Whether you are a fresh graduate looking to launch your career or a midcareer PMET looking for a new start, here are some tips that will help you craft a solid resume that might improve your chances of getting that dream job.
No no, don’t read it wrongly. I’m not asking you to cheat. Understanding the job description can help you greatly in crafting a resume. Many companies & organizations rely on HR solutions to sift through tonnes of resumes they get for a single job role. Using keywords often found in the job description and adding them to your resume can help boost your chances. For example, if the job requires a “sales-driven team player”, then your resume should include metas, aka examples of how you have fulfilled/can fulfill that role. Certain meta-phrases such as “acquired new clients”, “team player” or “continually hitting quota of <insert sales figure>” which you should add into your resume.
This is especially important for newbies/fresh graduates. Unlike your more experienced peers who may have proven track records, you need to give your future employer a very good reason to consider hiring you. Offer your strong “interpersonal skills” that can help the company build its reputation and relationships with customers, or talk about how you have a “good sense of responsibility” when receiving and executing instructions from your superiors. The key to this is not to bullshit of course, but give your potential employer an idea what your capabilities are and if you’ll be considered a good fit for this role.
No seriously, stop it. It’s childish to see resumes with power bars describing their software & language skills. Keep it professional by just listing your software competency skills instead, this will give your potential employer a general understanding of your software skills at a glance. Language-wise you can simply state “English – Fluent both written & conversational” or “Mandarin – conversational only”

Required task 1: Count how many lines in the records below contain the string "necklace". Reply with the number only.

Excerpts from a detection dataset

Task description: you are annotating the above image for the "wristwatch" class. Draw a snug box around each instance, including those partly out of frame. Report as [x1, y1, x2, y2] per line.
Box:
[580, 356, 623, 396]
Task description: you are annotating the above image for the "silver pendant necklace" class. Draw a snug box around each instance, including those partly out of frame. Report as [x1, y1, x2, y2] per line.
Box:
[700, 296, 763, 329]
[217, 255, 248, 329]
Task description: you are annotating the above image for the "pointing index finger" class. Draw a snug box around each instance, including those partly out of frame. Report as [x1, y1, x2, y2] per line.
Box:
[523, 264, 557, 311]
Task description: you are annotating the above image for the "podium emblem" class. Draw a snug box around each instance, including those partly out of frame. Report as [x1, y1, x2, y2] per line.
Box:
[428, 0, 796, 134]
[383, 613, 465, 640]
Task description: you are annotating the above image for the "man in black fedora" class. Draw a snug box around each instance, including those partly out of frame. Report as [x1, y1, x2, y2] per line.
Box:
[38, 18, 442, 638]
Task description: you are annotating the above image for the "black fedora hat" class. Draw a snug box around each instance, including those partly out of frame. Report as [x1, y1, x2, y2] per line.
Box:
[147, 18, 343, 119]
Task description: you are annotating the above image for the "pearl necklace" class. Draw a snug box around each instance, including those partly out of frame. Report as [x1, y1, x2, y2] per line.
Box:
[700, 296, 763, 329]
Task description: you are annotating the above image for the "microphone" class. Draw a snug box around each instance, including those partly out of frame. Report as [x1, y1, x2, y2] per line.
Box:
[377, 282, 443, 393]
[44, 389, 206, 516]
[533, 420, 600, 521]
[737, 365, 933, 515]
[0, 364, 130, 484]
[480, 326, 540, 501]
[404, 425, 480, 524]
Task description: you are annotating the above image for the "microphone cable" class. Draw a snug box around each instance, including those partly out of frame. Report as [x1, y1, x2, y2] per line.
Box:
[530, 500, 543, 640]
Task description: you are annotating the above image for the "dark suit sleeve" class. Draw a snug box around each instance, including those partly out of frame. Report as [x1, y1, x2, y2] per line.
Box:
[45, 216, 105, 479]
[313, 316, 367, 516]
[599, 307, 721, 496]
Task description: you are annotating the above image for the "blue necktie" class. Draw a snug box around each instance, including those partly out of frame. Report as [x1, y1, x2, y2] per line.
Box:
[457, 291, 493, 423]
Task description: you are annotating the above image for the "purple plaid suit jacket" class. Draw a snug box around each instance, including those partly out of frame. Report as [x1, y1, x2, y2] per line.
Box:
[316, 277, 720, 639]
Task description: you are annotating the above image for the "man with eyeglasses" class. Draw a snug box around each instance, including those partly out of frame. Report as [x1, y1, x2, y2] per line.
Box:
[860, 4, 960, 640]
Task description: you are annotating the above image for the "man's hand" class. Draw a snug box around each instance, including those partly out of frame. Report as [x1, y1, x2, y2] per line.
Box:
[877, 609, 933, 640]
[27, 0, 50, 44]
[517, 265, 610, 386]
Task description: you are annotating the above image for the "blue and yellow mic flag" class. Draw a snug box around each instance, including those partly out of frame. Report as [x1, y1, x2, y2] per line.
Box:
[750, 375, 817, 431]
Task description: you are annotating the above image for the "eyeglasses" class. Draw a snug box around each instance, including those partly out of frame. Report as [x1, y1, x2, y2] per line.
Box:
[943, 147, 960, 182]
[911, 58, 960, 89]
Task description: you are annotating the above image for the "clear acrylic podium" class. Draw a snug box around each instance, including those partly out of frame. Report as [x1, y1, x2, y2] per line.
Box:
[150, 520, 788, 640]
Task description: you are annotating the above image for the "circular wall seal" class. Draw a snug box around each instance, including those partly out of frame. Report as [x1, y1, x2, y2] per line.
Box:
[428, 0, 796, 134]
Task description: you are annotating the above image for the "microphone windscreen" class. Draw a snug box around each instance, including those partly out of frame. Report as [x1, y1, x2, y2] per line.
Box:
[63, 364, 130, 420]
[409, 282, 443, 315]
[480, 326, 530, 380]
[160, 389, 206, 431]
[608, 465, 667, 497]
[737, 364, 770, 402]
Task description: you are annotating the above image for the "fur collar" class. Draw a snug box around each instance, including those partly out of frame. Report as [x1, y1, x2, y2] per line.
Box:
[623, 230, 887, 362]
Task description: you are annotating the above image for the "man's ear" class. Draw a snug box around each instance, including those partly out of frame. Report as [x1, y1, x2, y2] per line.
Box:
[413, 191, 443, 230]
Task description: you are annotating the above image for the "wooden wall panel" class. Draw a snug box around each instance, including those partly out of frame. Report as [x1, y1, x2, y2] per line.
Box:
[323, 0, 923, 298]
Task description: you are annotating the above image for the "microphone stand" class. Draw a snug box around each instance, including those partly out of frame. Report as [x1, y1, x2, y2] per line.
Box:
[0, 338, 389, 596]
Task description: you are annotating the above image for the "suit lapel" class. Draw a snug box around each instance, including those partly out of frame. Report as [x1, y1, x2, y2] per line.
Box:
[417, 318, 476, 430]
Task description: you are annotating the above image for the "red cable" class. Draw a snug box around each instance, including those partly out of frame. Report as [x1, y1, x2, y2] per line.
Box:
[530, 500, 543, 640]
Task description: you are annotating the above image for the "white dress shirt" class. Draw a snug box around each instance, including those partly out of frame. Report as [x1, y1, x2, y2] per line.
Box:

Required task 2: Continue the resume-writing tips from their last sentence.

Reply 1: 2

Reply 2:
There are available platforms you can use (some for FREE) to help you fine-tune your resume. You can use CVScan to double check if you’ve got #1 down pat, or Grammarly to fine tune your draft. Also, do your own dry-run – Read your resume and see if it is too: 1) Boring & lengthy 2) contains too much information or 3) Just about right. Remember, if it makes you want to stop reading on, it’ll most likely do the same to the hiring manager.
Ok this is more of a shameless plug, but you have to do all you can to make it through the 1st round of sifting. Your resume has to stand out from the rest. Despite all the tech available to filter out the unworthy, I believe there’s still a huge portion of employers relying on the old methods of looking through resumes. This is good for you, job seekers to consider using our resume templates and boost your chances. It’s almost as good as handing your resume to the employer in person.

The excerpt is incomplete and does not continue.